[Task goal]
What you return should match the data below exactly, line for line.

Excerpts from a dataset

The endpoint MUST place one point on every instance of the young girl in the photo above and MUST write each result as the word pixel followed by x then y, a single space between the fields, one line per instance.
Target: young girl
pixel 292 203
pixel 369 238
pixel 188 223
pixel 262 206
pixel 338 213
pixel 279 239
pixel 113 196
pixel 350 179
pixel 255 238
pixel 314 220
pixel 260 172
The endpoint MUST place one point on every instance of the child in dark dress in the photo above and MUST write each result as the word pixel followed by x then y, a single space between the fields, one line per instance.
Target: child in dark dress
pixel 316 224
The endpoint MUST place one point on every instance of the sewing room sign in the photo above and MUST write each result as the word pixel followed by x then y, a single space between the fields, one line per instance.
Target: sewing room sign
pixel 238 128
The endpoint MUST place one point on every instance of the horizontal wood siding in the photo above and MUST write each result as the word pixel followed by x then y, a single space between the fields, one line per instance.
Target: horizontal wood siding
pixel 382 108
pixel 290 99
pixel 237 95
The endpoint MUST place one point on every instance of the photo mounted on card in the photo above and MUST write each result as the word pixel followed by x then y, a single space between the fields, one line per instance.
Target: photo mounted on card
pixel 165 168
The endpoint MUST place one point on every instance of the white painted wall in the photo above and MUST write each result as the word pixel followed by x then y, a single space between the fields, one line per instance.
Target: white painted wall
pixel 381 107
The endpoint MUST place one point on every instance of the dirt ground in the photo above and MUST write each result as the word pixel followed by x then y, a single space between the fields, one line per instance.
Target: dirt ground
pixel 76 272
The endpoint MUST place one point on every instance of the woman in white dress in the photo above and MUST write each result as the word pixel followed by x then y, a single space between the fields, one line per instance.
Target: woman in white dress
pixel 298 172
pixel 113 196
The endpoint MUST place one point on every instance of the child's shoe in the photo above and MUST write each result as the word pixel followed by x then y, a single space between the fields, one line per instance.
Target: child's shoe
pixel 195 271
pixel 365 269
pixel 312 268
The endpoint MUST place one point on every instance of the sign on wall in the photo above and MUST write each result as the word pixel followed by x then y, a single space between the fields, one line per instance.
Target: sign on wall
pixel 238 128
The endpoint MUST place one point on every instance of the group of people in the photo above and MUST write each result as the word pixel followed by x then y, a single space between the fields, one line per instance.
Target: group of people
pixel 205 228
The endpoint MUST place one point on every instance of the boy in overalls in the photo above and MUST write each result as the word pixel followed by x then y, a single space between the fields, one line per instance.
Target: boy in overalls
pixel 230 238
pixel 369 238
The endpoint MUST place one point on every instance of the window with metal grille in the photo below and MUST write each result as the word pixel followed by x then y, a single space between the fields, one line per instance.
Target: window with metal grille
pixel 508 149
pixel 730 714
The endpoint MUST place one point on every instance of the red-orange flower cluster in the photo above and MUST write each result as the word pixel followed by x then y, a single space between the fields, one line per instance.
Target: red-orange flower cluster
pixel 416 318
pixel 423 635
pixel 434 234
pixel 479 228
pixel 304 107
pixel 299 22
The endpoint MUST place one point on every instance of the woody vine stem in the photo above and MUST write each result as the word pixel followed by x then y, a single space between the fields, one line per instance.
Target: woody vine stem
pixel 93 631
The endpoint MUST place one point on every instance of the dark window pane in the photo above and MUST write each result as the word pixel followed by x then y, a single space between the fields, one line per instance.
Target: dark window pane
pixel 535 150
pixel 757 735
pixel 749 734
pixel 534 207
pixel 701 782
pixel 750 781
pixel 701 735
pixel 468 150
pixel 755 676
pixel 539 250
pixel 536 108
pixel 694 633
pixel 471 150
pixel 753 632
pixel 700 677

[Result of this task]
The endpoint MUST place one point on every instance of the young girl in the photo above and MUST write each result as the word pixel followed by x then y, a single space between the fields, one line per instance.
Target: young girl
pixel 292 203
pixel 369 238
pixel 188 223
pixel 262 206
pixel 338 213
pixel 279 239
pixel 113 196
pixel 350 179
pixel 255 238
pixel 314 220
pixel 260 172
The endpoint MUST place one point on every instance of the child in dark dress in the photo above and MUST write each result as the word pixel followed by x then y, a single space between the fields, one line per instance.
Target: child in dark dress
pixel 316 224
The endpoint MUST place one point on every instance of the sewing room sign in the photo above and MUST write each result as the word pixel followed by x then y, a single space between the fields, one line per instance.
Target: sewing room sign
pixel 238 128
The endpoint MUST place one point on every instance of the horizontal wood siding in the photo above and MUST write each result as the word pixel followed by x then y, a single space between the fields, one line per instance.
Target: horizontal wood siding
pixel 382 108
pixel 290 99
pixel 237 95
The endpoint MUST place one point on every instance of the photo mounted on card in the photo above and MUST write each result as the word pixel followed by x then y, a single space between the fields, one line per instance.
Target: photo mounted on card
pixel 165 168
The endpoint MUST place one point on every instance of the white painted wall in the photo above and MUST write each result as the word pixel followed by x then y, a single space between the fields, one line per instance.
Target: white painted wall
pixel 381 107
The endpoint MUST place one point on every instance of the dirt ground in the photo above and MUST write each result as the word pixel followed by x then y, a single space between the fields, one line per instance.
Target: dirt ground
pixel 76 272
The endpoint MUST place one point on every instance of the woman in white dress in the photo above and MUST write each result as the word pixel followed by x then y, a single space between the fields, one line per instance.
Target: woman in white dress
pixel 298 172
pixel 113 196
The endpoint MUST place one point on every instance of the child's shoe in the photo above and MUST write each result as the word pixel followed by x then y, a single space between the fields, one line per instance.
Target: child's shoe
pixel 195 271
pixel 365 269
pixel 312 268
The endpoint MUST place one point on every instance of the sign on wall in the photo above and MUST write each result as the word pixel followed by x then y, a single space between the fields, one line per instance.
Target: sign on wall
pixel 238 128
The endpoint MUST place one point on every instance of the group of people in the photo above and MUST write each result as the word pixel followed by x then y, a single space between the fields, one line per instance.
Target: group of people
pixel 205 228
The endpoint MUST place one point on every instance of the boy in overalls in the photo above and MUST write each result as the word pixel followed by x then y, a single space between the fields, one line per instance.
Target: boy in overalls
pixel 230 238
pixel 369 238
The endpoint MUST place one point on every instance of the window with metal grille in the photo below and MUST write each result as the word pixel followed by x then y, a single space between the fields, one line per instance.
Target: window with metal grille
pixel 508 149
pixel 730 714
The endpoint MUST place one point on every instance of the red-orange flower cluster in the photo above and MUST write each result as the word pixel followed by x then y, a single space between the fields, one line per instance.
Target: red-orange flower cluster
pixel 416 318
pixel 423 635
pixel 434 234
pixel 479 228
pixel 304 107
pixel 299 22
The endpoint MUST place one point on every instance of the woody vine stem in the photo above and MUST write each result as the word pixel followed by x then y, a single space between the fields, one line per instance.
Target: woody vine stem
pixel 93 631
The endpoint MUST place one point on every instance of the dark window pane in the photo above and MUST write each result as the word pixel followed by x then y, a single space between the fields, one line per instance.
Target: dark window pane
pixel 535 150
pixel 757 735
pixel 749 734
pixel 534 207
pixel 701 782
pixel 750 781
pixel 701 735
pixel 468 150
pixel 755 676
pixel 539 250
pixel 536 108
pixel 694 633
pixel 471 150
pixel 753 632
pixel 700 677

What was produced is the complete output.